Work to complete:
Rewrite the data below, replacing "integer pixel coords" with "whole-number pixel coordinates" and leaving everything else unchanged.

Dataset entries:
########################################
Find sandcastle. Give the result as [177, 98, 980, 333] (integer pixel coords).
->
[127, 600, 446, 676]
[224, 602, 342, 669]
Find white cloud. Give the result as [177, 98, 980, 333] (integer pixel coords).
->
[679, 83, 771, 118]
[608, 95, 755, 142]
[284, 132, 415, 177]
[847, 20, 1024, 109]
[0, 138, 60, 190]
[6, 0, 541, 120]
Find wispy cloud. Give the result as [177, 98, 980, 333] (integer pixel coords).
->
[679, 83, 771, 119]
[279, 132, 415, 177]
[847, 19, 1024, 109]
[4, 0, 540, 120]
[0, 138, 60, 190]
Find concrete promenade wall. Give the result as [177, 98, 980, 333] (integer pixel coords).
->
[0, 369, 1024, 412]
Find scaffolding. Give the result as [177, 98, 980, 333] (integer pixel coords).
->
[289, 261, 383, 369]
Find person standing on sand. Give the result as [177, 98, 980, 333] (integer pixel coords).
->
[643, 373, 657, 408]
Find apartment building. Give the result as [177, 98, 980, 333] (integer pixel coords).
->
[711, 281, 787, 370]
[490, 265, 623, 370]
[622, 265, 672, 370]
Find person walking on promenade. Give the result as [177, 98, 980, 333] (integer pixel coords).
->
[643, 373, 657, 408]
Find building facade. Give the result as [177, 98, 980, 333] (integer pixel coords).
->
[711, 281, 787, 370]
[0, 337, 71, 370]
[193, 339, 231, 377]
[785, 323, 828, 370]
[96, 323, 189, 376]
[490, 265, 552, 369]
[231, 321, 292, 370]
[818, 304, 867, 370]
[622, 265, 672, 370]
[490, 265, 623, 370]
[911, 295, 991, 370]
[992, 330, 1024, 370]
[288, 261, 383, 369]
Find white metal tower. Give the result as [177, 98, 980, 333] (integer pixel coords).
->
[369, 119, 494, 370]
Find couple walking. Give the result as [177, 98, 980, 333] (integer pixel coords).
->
########################################
Solution:
Find sandcastle. Give the result as [177, 98, 980, 333] (whole-number pixel coordinates).
->
[127, 600, 446, 676]
[224, 602, 342, 669]
Find white cloud. Give the result as [177, 98, 980, 333] (whole-number pixel coordinates).
->
[679, 83, 771, 118]
[608, 95, 755, 142]
[284, 132, 415, 177]
[847, 20, 1024, 109]
[0, 138, 60, 190]
[6, 0, 541, 120]
Find wispy cloud. Give the result as [177, 98, 980, 333] (whole-number pixel coordinates).
->
[679, 83, 771, 119]
[279, 132, 415, 177]
[847, 19, 1024, 109]
[4, 0, 540, 120]
[0, 138, 60, 190]
Find concrete promenade wall. Give the result as [177, 98, 980, 333] (whole-number pixel coordinates).
->
[0, 369, 1024, 412]
Find scaffolding. Give the result as [177, 98, 980, 333] (whole-number pixel coordinates).
->
[289, 261, 383, 369]
Find person standing on sand. Give the result as [177, 98, 980, 333] (whole-number pixel coordinates).
->
[643, 373, 657, 408]
Find apartment building. Give the result as [177, 98, 980, 333] (whole-number pixel coordinates).
->
[711, 281, 787, 370]
[490, 265, 623, 370]
[622, 265, 672, 370]
Find person walking on promenade. Give the result as [177, 98, 980, 333] (whole-number pixel coordinates).
->
[643, 373, 657, 408]
Find building facade. Give the result as [177, 98, 980, 333] (whole-number pixel coordinates).
->
[711, 281, 787, 370]
[0, 337, 71, 370]
[193, 339, 231, 377]
[785, 323, 828, 370]
[96, 323, 189, 376]
[490, 265, 552, 369]
[231, 321, 292, 370]
[818, 304, 867, 370]
[622, 265, 672, 370]
[490, 265, 623, 370]
[911, 295, 991, 370]
[992, 330, 1024, 370]
[288, 261, 383, 369]
Find white metal tower. Give the result as [177, 98, 980, 333] (whole-number pixel coordinates).
->
[369, 119, 494, 370]
Find couple walking. Give the result as [177, 98, 980, 333] (whole-number pixel coordinates).
->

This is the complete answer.